**SELECTION**

• • •

# New Oliver Tablesaw



## Art Smith (Oct 16, 2012)

I'm considering the purchase of a new Oliver 10" 5hp Single phase Table saw. Does anyone here have experience with the Oliver line of tools. I know the old stuff is sought after but can't find any review of the new line. Thanks in advance for any input


----------



## WarnerConstInc. (Nov 25, 2008)

Asian made crap, just like the rest of the Asian made crap out there. 

All they are going on is the name.


----------



## Art Smith (Oct 16, 2012)

So you have had problems with yours?


----------



## dlb (Nov 13, 2012)

Art Smith said:


> I'm considering the purchase of a new Oliver 10" 5hp Single phase Table saw. Does anyone here have experience with the Oliver line of tools. I know the old stuff is sought after but can't find any review of the new line. Thanks in advance for any input


 
I have a friend who collects Oliver tools and having been around him for several years, watching and helping, I would say that they are well made and will last for many generations. Now, with that being said, his machinery is at least 40 - 60 years old. So, I would find an old Oliver saw (http://vintagemachinery.org/) but skip the new.

• • •

**DATA SUPPLIED**

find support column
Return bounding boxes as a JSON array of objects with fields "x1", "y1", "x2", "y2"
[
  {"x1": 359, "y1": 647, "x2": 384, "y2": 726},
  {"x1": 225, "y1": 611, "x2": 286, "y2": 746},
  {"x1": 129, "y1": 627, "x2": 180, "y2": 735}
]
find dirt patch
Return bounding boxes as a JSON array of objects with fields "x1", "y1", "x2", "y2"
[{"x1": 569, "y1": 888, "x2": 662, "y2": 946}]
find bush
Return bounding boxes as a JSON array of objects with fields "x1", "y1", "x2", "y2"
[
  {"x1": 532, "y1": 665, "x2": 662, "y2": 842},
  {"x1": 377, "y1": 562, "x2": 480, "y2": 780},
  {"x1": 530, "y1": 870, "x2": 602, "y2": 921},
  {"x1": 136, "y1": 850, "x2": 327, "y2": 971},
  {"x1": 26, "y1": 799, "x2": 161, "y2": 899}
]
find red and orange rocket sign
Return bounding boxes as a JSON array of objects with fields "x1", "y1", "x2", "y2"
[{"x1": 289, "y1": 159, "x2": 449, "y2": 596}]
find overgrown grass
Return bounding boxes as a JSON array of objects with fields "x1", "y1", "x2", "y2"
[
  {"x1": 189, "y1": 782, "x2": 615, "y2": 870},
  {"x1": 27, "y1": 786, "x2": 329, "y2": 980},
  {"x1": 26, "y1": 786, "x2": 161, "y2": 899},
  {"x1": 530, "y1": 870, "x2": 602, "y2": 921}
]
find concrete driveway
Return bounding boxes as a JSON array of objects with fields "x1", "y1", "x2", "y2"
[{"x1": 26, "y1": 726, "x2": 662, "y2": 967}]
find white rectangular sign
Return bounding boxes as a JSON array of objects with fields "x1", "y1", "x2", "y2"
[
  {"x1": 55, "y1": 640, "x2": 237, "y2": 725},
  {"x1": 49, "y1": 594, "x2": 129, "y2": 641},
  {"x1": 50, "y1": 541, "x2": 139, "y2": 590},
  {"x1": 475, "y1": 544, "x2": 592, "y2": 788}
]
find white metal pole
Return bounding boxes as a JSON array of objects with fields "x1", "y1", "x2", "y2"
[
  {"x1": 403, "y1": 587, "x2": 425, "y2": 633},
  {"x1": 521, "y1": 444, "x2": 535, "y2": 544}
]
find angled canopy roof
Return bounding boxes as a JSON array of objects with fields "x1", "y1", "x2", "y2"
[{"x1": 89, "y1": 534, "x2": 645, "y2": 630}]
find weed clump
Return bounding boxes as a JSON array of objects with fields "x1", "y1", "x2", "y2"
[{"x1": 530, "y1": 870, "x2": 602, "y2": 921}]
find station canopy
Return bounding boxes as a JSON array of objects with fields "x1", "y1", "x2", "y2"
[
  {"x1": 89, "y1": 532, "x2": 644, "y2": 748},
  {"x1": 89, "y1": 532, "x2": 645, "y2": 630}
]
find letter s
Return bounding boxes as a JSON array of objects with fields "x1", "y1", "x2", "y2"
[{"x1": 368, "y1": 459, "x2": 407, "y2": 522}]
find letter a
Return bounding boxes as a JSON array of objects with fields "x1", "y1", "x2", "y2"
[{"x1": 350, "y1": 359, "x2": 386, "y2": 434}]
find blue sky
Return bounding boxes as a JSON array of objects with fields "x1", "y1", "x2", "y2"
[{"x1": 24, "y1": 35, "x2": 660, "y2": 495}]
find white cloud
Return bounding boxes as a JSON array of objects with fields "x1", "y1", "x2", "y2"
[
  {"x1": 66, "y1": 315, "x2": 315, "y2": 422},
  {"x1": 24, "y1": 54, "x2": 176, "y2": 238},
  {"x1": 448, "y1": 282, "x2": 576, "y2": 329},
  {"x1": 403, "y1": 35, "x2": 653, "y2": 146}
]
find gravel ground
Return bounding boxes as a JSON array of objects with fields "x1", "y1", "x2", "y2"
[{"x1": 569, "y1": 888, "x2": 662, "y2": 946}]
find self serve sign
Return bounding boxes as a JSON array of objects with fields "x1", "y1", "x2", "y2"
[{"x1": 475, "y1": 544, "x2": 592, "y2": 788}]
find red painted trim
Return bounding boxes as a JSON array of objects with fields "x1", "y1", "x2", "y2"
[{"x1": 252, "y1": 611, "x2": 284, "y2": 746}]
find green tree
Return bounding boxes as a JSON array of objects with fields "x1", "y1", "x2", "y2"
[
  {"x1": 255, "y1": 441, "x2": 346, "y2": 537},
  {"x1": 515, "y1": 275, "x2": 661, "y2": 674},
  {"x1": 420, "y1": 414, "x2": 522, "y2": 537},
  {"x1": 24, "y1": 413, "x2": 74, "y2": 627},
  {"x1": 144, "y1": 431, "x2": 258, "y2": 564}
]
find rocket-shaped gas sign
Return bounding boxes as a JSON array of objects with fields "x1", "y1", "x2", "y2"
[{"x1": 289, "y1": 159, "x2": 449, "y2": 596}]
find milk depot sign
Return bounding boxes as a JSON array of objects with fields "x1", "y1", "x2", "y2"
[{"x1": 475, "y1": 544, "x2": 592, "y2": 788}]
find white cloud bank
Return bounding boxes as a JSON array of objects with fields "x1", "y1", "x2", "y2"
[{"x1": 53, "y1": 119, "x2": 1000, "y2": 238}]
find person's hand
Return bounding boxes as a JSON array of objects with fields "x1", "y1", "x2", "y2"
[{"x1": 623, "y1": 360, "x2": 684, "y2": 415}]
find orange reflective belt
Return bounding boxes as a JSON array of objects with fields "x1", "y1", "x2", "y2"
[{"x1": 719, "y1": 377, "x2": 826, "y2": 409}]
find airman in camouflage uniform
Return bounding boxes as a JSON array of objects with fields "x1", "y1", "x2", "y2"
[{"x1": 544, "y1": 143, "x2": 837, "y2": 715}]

• • •

**EXERCISES TO COMPLETE**
1: Answer these questions about the Oliver tablesaw thread:
(a) What horsepower is the saw Art Smith is considering?
(b) How old is the machinery owned by dlb's friend?
(c) According to WarnerConstInc., what are they going on?
2: Continue the Oliver tablesaw thread from the point where it stops.
The rows come from a different source than the Oliver tablesaw thread.

**REPLIES**
1:
(a) 5hp
(b) At least 40 to 60 years old
(c) The name

2:
----------



## ryan50hrl (Jun 30, 2012)

I would take that with a grain of salt, claiming all Asian made tools is like claiming all American cars are crap. Yes, some are, but there's plenty of people that are very happy with Asian made tools. I have a steel city built table saw and I'm happy as pie!


----------



## Bweick7 (Jan 14, 2010)

If you get a chance to try an original piece of "Oliver" WW machinery ...

Jump on the offer......

16-18" of blade eating through wood like its not even there is something to experience.......and I am not exaggerating,,,,,

Problem, I have gathered, is for a lot of ww's here, space/where the shop is located/the electric service,....are the stop blocks for even thinking about a saw of this magnitude...
So I understand,,,,,, and yes, those Asian table saws are light and can be moved into anywhere, all single phase for the most part....

I relate that to back in the early days of the home ww'ers or contractor 1920- 1970's...there were all the adds for craftsman, Rockwell, delta ....there wasn't much competition in this market...and chicom machinery was non existent for the most part....and considered a shame if you bought something overseas,,,,it was all American made.......one 
saw in particular that is sought after that is American built , that is old and very well built....manageable in weight and size....

A Unisaw........

But now thanks to modern technology and inexpensive RPC costs....the 16-18" saws that were in production and built to outperform what ever it is you throw at them......consistently.........are now more attainable,,,,depending on where it's being planted......sometimes it doesn't work.....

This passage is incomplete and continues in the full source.